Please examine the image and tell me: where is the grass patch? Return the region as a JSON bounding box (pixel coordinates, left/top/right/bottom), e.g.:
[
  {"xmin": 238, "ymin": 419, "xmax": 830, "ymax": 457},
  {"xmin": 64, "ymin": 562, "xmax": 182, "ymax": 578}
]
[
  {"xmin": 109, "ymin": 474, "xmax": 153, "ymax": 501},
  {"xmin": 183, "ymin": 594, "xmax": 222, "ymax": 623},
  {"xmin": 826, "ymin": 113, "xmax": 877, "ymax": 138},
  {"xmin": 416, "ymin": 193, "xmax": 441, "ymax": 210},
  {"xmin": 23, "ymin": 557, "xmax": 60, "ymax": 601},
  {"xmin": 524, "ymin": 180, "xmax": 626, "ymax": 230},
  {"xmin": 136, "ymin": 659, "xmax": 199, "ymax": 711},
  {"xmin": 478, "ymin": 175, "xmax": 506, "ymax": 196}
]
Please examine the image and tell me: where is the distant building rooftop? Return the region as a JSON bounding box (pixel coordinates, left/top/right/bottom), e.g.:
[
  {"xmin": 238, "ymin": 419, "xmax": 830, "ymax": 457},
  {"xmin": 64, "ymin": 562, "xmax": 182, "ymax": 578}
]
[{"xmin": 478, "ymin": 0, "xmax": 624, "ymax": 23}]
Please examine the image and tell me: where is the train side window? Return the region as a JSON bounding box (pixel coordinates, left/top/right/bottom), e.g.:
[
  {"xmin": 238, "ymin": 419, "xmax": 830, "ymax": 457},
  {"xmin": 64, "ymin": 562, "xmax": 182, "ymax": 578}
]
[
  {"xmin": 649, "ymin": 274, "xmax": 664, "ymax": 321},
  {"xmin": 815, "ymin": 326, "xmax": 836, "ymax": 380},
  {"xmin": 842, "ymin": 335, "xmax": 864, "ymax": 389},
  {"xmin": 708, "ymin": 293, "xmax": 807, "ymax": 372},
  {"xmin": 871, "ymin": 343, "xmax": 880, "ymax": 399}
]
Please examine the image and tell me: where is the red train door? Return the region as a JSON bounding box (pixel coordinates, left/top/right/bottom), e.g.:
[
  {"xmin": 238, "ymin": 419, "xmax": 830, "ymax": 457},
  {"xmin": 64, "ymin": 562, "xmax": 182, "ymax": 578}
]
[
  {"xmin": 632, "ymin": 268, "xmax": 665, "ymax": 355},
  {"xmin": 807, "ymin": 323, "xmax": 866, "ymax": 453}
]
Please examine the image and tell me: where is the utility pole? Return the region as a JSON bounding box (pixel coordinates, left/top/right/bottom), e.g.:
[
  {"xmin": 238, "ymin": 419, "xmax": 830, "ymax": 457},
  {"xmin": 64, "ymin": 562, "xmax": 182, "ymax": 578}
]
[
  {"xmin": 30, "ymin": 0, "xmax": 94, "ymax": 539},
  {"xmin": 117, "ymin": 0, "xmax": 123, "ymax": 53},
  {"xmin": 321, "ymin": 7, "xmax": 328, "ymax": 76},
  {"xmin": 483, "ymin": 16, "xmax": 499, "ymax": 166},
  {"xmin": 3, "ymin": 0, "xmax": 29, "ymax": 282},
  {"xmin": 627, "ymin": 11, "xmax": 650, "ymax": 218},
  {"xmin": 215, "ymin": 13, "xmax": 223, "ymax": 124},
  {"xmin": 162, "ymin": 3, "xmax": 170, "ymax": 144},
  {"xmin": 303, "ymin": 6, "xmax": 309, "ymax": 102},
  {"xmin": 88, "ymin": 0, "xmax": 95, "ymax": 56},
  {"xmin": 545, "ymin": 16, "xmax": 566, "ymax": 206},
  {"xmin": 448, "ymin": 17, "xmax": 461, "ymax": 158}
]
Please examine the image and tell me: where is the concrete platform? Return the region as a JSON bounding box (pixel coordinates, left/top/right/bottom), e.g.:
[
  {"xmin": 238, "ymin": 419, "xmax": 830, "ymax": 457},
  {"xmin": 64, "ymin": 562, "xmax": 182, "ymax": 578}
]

_EXERCISE_. All of the material above should be printed exactly as it appears.

_RESPONSE AREA_.
Please examine the image and tell me: where is the grass patch? Return the region as a JSON bounding box (pixel coordinates, left/top/right/bottom), e.g.:
[
  {"xmin": 238, "ymin": 419, "xmax": 830, "ymax": 457},
  {"xmin": 64, "ymin": 562, "xmax": 182, "ymax": 578}
]
[
  {"xmin": 109, "ymin": 474, "xmax": 153, "ymax": 501},
  {"xmin": 183, "ymin": 594, "xmax": 222, "ymax": 623},
  {"xmin": 826, "ymin": 113, "xmax": 877, "ymax": 138},
  {"xmin": 416, "ymin": 193, "xmax": 441, "ymax": 210},
  {"xmin": 23, "ymin": 557, "xmax": 60, "ymax": 601},
  {"xmin": 524, "ymin": 180, "xmax": 626, "ymax": 230},
  {"xmin": 136, "ymin": 659, "xmax": 199, "ymax": 711},
  {"xmin": 478, "ymin": 175, "xmax": 506, "ymax": 196}
]
Please examine the image and tell me: where is the distant building rooftop? Return the region as a JSON bounding box (pixel coordinates, left/top/right/bottom), e.g.:
[
  {"xmin": 238, "ymin": 419, "xmax": 830, "ymax": 457},
  {"xmin": 64, "ymin": 562, "xmax": 182, "ymax": 578}
]
[{"xmin": 478, "ymin": 0, "xmax": 624, "ymax": 23}]
Please examine the image and tell me: where is the train side window? Return the region as a JSON bounding box (pixel coordinates, left/top/right/bottom), e.g.:
[
  {"xmin": 238, "ymin": 419, "xmax": 830, "ymax": 457},
  {"xmin": 64, "ymin": 562, "xmax": 182, "ymax": 578}
]
[
  {"xmin": 649, "ymin": 274, "xmax": 664, "ymax": 321},
  {"xmin": 815, "ymin": 326, "xmax": 836, "ymax": 380},
  {"xmin": 842, "ymin": 335, "xmax": 864, "ymax": 389},
  {"xmin": 708, "ymin": 293, "xmax": 807, "ymax": 372},
  {"xmin": 871, "ymin": 343, "xmax": 880, "ymax": 399}
]
Please examine the image and tell me: where is the red train door? Return the region as a JSON bounding box (pixel coordinates, left/top/right/bottom), e.g.:
[
  {"xmin": 238, "ymin": 419, "xmax": 830, "ymax": 457},
  {"xmin": 64, "ymin": 562, "xmax": 182, "ymax": 578}
]
[
  {"xmin": 632, "ymin": 268, "xmax": 665, "ymax": 355},
  {"xmin": 807, "ymin": 323, "xmax": 866, "ymax": 453}
]
Please examine the image and tell me: where is the utility pole? Return the region as a JSON bounding box (pixel coordinates, left/top/right/bottom), e.g.:
[
  {"xmin": 238, "ymin": 419, "xmax": 830, "ymax": 457},
  {"xmin": 64, "ymin": 562, "xmax": 182, "ymax": 578}
]
[
  {"xmin": 30, "ymin": 0, "xmax": 94, "ymax": 539},
  {"xmin": 117, "ymin": 0, "xmax": 123, "ymax": 53},
  {"xmin": 321, "ymin": 7, "xmax": 328, "ymax": 76},
  {"xmin": 483, "ymin": 16, "xmax": 499, "ymax": 166},
  {"xmin": 3, "ymin": 0, "xmax": 29, "ymax": 282},
  {"xmin": 627, "ymin": 11, "xmax": 650, "ymax": 218},
  {"xmin": 215, "ymin": 13, "xmax": 223, "ymax": 124},
  {"xmin": 162, "ymin": 3, "xmax": 170, "ymax": 144},
  {"xmin": 303, "ymin": 6, "xmax": 309, "ymax": 102},
  {"xmin": 88, "ymin": 0, "xmax": 95, "ymax": 56},
  {"xmin": 545, "ymin": 16, "xmax": 566, "ymax": 206},
  {"xmin": 448, "ymin": 17, "xmax": 461, "ymax": 158}
]
Please examine the image and tell me: where is the concrete platform? Return the region as a JSON bounding box (pixel coordinates, left/top/right/bottom), e.g.:
[
  {"xmin": 238, "ymin": 419, "xmax": 830, "ymax": 457},
  {"xmin": 64, "ymin": 562, "xmax": 182, "ymax": 578}
]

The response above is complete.